WORK TO BE COMPLETED
From the piece on Trump and the coronavirus, copy word for word the part that begins with the words containing "Another instance, when" and ends with "of the country.".

SOURCE PASSAGE
Monday, October 05, 2020

Virus hysteria & Trump: Who’s sicker? Him or the US media?

 By J. Michael Springmann

This handout photo released by the White House shows US President Donald Trump and his Chief of Staff (not pictured) participating in a phone call with the US Vice President, Secretary of State and Chairman of the Joint Chiefs of Staff on October 4, 2020, in his conference room at Walter Reed National Military Medical Center in Bethesda, Maryland. (Via AFP photo)

This business of Trump and the coronavirus is news for a variety of things. The president's health in the United States is a major issue always going back to Woodrow Wilson at the beginning of the last century. He had a stroke and his physical condition was kept from the American people for fear of setting off crashes on Wall Street, and general panic.

Another instance, when Dwight Eisenhower in the 1950s had had a couple of heart attacks. This had been kept from the press for fear of, again, crashes in the financial markets and worrying the American people about the strength of their leadership. And the president somehow is seen as a superman, a god on earth, someone whose health reflects that of the country.

MATERIAL SUPPLIED
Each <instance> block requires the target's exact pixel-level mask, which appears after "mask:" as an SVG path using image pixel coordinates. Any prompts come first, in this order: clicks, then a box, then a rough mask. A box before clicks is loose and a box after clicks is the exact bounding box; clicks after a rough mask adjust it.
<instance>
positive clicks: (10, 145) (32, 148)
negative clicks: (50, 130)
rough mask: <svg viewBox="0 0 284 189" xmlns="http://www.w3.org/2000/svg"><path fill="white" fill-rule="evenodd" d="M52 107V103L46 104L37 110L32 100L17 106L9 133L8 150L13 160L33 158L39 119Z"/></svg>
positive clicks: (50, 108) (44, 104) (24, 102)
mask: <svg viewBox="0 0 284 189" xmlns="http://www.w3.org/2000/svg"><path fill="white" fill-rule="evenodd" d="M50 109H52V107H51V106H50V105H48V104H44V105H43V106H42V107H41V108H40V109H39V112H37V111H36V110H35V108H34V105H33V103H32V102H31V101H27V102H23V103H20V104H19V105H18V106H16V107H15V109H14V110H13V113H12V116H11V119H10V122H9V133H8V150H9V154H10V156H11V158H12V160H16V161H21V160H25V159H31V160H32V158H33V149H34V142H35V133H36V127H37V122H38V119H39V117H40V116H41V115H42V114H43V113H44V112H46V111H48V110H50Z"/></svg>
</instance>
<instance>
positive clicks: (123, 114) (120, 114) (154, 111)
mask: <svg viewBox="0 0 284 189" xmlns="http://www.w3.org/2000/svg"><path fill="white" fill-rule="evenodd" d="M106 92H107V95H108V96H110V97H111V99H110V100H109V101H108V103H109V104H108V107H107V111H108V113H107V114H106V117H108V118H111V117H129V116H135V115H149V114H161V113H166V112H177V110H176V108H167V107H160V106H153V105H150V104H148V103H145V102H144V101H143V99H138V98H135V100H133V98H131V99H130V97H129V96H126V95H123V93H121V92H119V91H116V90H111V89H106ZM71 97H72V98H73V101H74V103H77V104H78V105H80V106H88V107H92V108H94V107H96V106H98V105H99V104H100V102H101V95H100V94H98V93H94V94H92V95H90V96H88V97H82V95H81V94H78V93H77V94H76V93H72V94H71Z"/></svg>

TASK OUTPUT
Another instance, when Dwight Eisenhower in the 1950s had had a couple of heart attacks. This had been kept from the press for fear of, again, crashes in the financial markets and worrying the American people about the strength of their leadership. And the president somehow is seen as a superman, a god on earth, someone whose health reflects that of the country.